* PROBLEM DETAILS
Every record must be repeated exactly, with no omission.

Items from a dataset
※
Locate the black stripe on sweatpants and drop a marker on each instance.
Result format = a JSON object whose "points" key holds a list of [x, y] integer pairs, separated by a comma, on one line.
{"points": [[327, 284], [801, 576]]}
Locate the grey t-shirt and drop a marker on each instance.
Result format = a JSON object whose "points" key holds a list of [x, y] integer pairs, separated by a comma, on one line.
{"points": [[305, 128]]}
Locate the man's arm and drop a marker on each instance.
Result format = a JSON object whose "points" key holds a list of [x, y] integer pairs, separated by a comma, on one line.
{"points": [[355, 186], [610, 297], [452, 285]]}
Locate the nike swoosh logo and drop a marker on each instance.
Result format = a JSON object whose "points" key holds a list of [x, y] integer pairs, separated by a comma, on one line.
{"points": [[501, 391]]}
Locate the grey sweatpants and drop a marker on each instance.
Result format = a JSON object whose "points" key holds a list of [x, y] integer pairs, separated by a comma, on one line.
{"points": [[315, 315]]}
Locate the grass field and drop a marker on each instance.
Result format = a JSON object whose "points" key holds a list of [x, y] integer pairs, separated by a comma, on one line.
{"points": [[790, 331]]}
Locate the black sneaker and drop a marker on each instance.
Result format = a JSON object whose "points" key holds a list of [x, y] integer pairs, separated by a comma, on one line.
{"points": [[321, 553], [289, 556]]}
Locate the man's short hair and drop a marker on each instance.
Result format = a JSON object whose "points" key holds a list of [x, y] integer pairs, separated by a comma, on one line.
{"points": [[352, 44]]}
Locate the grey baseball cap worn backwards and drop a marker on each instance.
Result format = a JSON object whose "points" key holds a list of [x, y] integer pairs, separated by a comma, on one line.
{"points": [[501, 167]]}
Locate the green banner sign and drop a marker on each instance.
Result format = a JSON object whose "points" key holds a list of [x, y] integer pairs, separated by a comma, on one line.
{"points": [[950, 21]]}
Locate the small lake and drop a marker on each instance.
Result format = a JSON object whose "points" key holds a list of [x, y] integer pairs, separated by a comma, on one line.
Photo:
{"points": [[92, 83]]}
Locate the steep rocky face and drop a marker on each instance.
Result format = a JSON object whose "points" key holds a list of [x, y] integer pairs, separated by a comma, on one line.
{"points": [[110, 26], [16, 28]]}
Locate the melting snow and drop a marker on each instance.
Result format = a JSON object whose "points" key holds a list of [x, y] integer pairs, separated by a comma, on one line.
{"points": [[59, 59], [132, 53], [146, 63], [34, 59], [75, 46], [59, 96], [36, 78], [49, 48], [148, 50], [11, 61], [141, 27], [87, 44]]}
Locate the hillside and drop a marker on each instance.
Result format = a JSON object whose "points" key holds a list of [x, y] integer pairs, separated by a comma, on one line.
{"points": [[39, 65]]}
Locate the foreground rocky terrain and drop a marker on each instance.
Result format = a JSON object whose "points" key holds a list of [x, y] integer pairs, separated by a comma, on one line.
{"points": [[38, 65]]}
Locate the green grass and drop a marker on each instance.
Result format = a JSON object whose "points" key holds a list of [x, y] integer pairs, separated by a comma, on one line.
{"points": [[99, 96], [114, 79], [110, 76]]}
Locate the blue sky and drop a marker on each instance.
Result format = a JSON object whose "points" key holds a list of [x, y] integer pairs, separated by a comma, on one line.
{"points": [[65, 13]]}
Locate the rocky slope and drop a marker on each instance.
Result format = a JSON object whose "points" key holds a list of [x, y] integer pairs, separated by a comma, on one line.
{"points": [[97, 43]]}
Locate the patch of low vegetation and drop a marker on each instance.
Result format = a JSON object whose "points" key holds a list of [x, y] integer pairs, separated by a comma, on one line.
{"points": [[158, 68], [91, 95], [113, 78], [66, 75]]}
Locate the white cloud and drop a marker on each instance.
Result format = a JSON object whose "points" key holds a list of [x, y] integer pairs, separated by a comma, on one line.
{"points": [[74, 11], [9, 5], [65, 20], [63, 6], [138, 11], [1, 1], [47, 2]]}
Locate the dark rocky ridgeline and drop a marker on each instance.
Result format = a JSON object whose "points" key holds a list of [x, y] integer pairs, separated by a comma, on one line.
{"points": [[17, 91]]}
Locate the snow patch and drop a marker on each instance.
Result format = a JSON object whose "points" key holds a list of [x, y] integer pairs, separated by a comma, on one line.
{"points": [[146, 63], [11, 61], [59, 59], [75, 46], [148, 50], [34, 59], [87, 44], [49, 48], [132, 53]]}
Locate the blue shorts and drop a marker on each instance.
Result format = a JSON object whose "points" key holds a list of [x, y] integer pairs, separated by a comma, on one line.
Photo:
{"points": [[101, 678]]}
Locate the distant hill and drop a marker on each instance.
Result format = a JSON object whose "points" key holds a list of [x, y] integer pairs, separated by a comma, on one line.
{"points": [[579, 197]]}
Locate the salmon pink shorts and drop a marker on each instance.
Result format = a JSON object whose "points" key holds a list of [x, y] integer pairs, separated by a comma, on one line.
※
* RESPONSE FOR THIS EXERCISE
Locate the black stripe on sweatpants and drop a marker on each instance.
Result format = a JSON object whose "points" key holds a list of [x, y] integer pairs, separated by a comma, on one line.
{"points": [[327, 284], [801, 576]]}
Locate the grey t-shirt and drop a marker on each instance.
Result format = a JSON object whose "points" key holds a list of [x, y] integer pairs, separated by a comma, on one line.
{"points": [[305, 128]]}
Locate the man's arm and drop a marker on each instance.
Result format = a JSON object whose "points" key holds a list of [x, y] integer pairs, separated by a comma, on one line.
{"points": [[355, 186], [610, 297], [452, 285]]}
Locate the nike swoosh logo and drop a marker on each instance.
Result format = a JSON object whose "points" key holds a list of [x, y] integer pairs, separated by a comma, on one line.
{"points": [[501, 391]]}
Locate the grey sweatpants and drop a marker on each instance.
Result format = a JSON object whose "points" key holds a list of [x, y] integer pairs, separated by a comma, on one line.
{"points": [[315, 315]]}
Locate the grass field and drop a marker on each instance.
Result format = a JSON object whose "points" key holds a list of [x, y] integer pairs, separated by a comma, on one line.
{"points": [[790, 331]]}
Locate the black sneaker and drop a marker on each instance.
Result format = a JSON object whose "points" key holds a list of [x, y] integer pairs, separated by a comma, on one line.
{"points": [[321, 553], [289, 556]]}
Locate the man's short hair and drop a marker on each instance.
Result format = a JSON object whose "points" key holds a list of [x, y] integer pairs, separated by a comma, on one line.
{"points": [[352, 44]]}
Locate the grey baseball cap worn backwards and drop a marker on each instance.
Result format = a JSON object whose "points" key holds a list of [x, y] integer pairs, separated by a comma, on one line.
{"points": [[501, 167]]}
Locate the green banner sign and drop a marker on each instance.
Result format = a JSON object whose "points" key holds a list of [x, y] integer pairs, separated by a comma, on one line.
{"points": [[950, 21]]}
Locate the small lake and drop a marker on each instance.
Result format = a JSON object whose "points" key holds a list of [x, y] integer pairs, separated by a comma, on one line.
Photo:
{"points": [[92, 83]]}
Locate the steep rocky face and drop a marker on each instance.
Result format = a JSON object whose "points" key holds a list of [x, y] integer pairs, separated by a comma, on one line.
{"points": [[110, 26], [16, 28]]}
Locate the melting snow and drop a marker on each instance.
Result format = a JSON object whose "points" key holds a list of [x, y] integer pairs, separated by a comma, on one line.
{"points": [[59, 59], [132, 53], [146, 63], [34, 59], [75, 46], [59, 96], [36, 78], [49, 48], [148, 50], [11, 61], [141, 27], [87, 44]]}
Locate the hillside and drop a marker on each instance.
Result format = a JSON object whose "points" key holds a list of [x, y] integer pairs, separated by a comma, on one line.
{"points": [[39, 65]]}
Locate the foreground rocky terrain and drop a marker on each instance.
Result format = a JSON object whose "points" key holds a list of [x, y] integer pairs, separated by a comma, on one line.
{"points": [[38, 65]]}
Locate the green grass and drop a marker on each instance.
Result format = a JSON object whose "points" key holds a list of [x, y] integer pairs, separated by a comma, on one line.
{"points": [[99, 96], [114, 79], [110, 76]]}
Locate the blue sky and drop a marker on each instance.
Result format = a JSON object whose "points" key holds a list of [x, y] integer pairs, separated by a comma, on one line.
{"points": [[65, 13]]}
Locate the rocky slope and drop a marker on each instance.
Result format = a JSON object whose "points" key holds a list of [x, y] integer pairs, separated by a comma, on one line.
{"points": [[97, 43]]}
Locate the patch of low vegetation and drop a marker on each instance.
Result format = a JSON object whose "points" key holds a list of [x, y] integer pairs, separated by a comma, on one line.
{"points": [[158, 68], [91, 95], [113, 78], [66, 75]]}
Locate the white cloud and drop a marker on each instance.
Result format = a JSON object whose "points" key holds a list of [x, y] integer pairs, separated by a comma, on one line.
{"points": [[74, 11], [9, 5], [65, 20], [63, 6], [138, 11], [1, 1], [47, 2]]}
Locate the dark rocky ridgeline and drop a marker on each instance.
Result format = a JSON object whose "points" key holds a list of [x, y] integer pairs, separated by a comma, on one line.
{"points": [[17, 91]]}
Locate the snow patch and drop a marker on each instance.
Result format = a JSON object whose "points" key holds a list of [x, y] integer pairs, separated by a comma, on one line.
{"points": [[146, 63], [11, 61], [59, 59], [75, 46], [148, 50], [34, 59], [87, 44], [49, 48], [132, 53]]}
Locate the blue shorts and drop a marker on each instance.
Result format = a JSON object whose "points" key holds a list of [x, y] integer pairs, separated by a comma, on one line.
Photo:
{"points": [[101, 678]]}
Locate the distant hill and drop a marker on each instance.
Result format = a JSON object whose "points" key holds a list of [x, y] integer pairs, separated by a comma, on one line.
{"points": [[579, 197]]}
Locate the salmon pink shorts and drop a marker on each instance.
Result format = a JSON object whose "points" key holds a list of [x, y] integer pairs, separated by a comma, on one line.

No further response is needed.